> **Goal**
Answer these from the passage on clear felling and soil carbon below:
(a) By what average percentage did felling reduce soil carbon stocks in the temperate-forest meta-analysis by Nave et al. (2010)?
(b) In the James and Harrison (2016) meta-analysis, what was the loss in organic soil horizons?
(c) How many years after felling do soil carbon stocks begin to recover?

> **Document extract**
Clear felling reduces soil carbon storage by up to 10% across the entire soil profile with the greatest losses in the forest floor (Johnson, Curtis, 2001; Achat et al., 2015). A meta-analysis (Nave et al., 2010) of studies exploring temperate forests showed that felling reduced soil carbon stocks by an average of 8%: forest floor carbon stocks decreased by 30%, while mineral soil horizons showed no significant overall changes. Carbon losses in the forest floor were higher in deciduous forests (–36%) than in coniferous or mixed forests (–20%). According to another meta-analysis (James, Harrison, 2016), forest harvesting reduces soil carbon stocks by an average of 11.2% with the greatest losses occurring in organic soil horizons (–30.2%). Losses are smaller in the upper mineral layer of the soil (0–15 cm deep; –3.3%) and deeper layers of the soil (60–100 cm; –17.7%). Timeline studies and meta-analysis show that soil carbon stocks in the forest floor and mineral soil begin to recover 10 to 50 years after felling (Tang et al., 2009; Nave et al., 2010; Achat et al., 2015; James, Harrison, 2016).

> **Stored data**
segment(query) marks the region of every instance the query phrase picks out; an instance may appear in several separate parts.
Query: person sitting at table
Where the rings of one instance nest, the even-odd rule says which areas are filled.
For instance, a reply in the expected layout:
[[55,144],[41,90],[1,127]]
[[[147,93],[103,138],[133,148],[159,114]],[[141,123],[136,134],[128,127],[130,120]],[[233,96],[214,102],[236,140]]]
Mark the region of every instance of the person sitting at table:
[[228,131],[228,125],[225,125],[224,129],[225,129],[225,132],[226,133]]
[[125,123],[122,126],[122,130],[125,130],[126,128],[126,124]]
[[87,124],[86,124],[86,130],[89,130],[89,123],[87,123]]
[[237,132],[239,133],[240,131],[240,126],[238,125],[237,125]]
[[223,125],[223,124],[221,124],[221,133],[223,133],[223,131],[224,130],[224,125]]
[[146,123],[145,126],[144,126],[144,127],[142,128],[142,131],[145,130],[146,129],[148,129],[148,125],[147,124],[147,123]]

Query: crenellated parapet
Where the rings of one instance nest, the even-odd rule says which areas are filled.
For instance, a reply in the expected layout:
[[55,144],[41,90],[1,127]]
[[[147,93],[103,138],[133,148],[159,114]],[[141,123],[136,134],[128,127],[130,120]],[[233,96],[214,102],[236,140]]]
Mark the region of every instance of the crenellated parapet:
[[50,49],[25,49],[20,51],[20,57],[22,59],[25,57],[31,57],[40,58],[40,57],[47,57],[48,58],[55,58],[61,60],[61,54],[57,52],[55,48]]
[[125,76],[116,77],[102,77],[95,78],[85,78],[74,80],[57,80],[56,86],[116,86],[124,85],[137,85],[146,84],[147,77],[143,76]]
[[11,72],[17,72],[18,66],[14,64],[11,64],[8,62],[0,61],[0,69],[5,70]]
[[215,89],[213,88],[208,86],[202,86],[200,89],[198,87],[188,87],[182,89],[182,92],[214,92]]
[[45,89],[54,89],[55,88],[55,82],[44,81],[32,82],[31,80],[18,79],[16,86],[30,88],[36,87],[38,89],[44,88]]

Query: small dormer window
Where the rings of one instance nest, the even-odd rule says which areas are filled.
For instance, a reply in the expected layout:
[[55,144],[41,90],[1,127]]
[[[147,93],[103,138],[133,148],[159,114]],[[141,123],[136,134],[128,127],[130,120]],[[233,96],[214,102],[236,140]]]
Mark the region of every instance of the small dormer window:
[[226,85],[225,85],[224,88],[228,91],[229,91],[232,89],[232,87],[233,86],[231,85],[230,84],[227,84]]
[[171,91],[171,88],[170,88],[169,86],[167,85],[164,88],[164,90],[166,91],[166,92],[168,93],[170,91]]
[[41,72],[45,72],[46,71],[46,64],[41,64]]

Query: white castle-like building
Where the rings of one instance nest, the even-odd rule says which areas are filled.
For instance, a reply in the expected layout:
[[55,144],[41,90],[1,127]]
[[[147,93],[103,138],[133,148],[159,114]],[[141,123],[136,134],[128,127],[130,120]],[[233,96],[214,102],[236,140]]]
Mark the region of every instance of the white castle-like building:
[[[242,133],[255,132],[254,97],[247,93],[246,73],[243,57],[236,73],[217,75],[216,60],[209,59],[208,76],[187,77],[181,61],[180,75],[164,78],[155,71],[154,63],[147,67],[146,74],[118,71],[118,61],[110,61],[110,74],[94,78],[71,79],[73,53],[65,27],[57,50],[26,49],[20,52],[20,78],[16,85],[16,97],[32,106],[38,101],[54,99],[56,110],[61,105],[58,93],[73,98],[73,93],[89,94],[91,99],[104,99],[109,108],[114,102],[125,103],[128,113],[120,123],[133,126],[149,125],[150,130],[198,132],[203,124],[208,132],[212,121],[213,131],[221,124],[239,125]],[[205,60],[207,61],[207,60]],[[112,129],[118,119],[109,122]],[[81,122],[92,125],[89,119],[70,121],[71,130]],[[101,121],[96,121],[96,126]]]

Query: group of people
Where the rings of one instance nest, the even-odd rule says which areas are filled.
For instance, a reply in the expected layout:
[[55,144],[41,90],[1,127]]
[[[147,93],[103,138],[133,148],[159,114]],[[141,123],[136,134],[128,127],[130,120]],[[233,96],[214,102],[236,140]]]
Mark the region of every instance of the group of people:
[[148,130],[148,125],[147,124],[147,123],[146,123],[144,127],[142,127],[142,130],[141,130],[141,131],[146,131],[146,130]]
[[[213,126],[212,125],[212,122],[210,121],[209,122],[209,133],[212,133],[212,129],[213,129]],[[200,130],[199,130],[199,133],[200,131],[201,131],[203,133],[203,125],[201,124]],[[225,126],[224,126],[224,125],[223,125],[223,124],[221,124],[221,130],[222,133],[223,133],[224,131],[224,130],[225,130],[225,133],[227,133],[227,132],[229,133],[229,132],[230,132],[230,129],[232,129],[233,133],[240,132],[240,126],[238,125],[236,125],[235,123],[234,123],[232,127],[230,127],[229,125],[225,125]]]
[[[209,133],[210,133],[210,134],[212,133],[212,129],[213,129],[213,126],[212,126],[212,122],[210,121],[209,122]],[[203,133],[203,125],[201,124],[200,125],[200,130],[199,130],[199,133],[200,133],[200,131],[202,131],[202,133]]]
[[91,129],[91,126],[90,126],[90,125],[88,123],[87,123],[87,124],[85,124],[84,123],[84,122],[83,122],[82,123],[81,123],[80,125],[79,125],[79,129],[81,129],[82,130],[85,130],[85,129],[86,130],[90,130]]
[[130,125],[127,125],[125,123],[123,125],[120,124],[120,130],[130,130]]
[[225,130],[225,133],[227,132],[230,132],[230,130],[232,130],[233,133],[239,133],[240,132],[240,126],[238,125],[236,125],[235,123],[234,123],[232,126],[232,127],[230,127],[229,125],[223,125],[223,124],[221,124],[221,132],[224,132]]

> **Full answer**
(a) 8%
(b) 30.2%
(c) 10 to 50 years